» **Stated problem**
Change every "green chair" to "red chair" in the records below, leaving the rest of each line as it is. Omit the pictures from your answer.

» **Material provided**
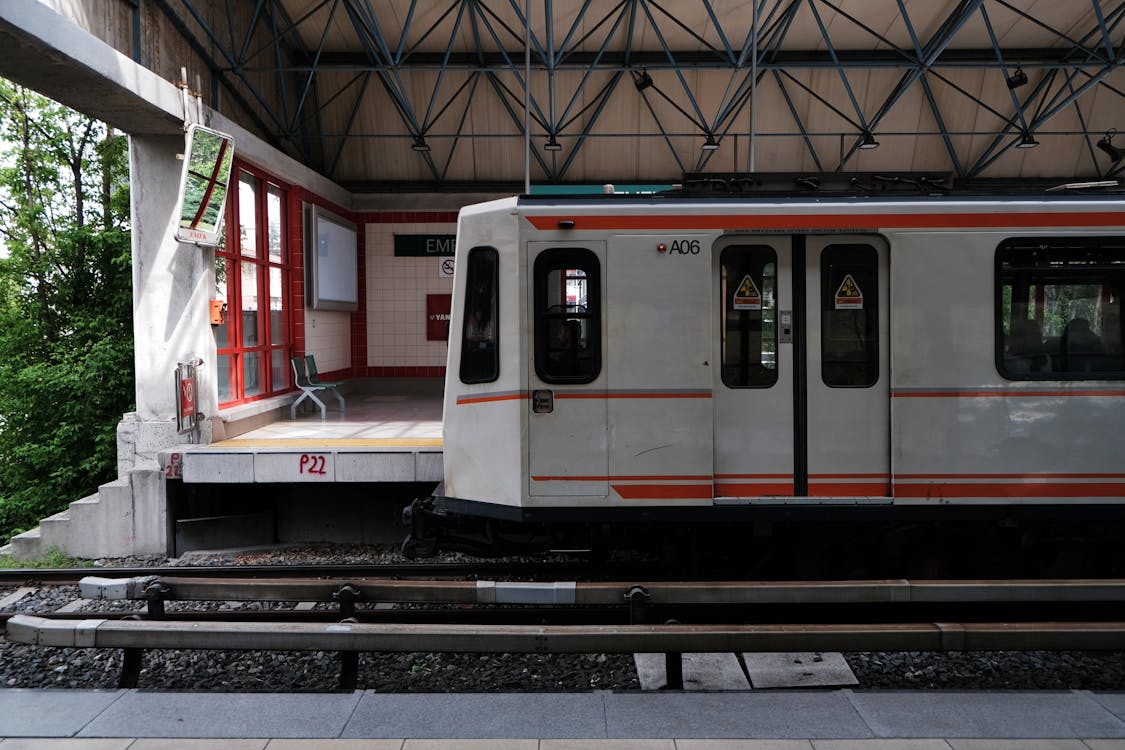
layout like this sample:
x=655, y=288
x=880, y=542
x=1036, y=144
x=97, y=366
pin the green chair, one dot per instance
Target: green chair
x=305, y=378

» **Result below**
layout like this sample:
x=655, y=288
x=880, y=542
x=1036, y=144
x=97, y=366
pin the red chair, one dot per instance
Target: red chair
x=305, y=378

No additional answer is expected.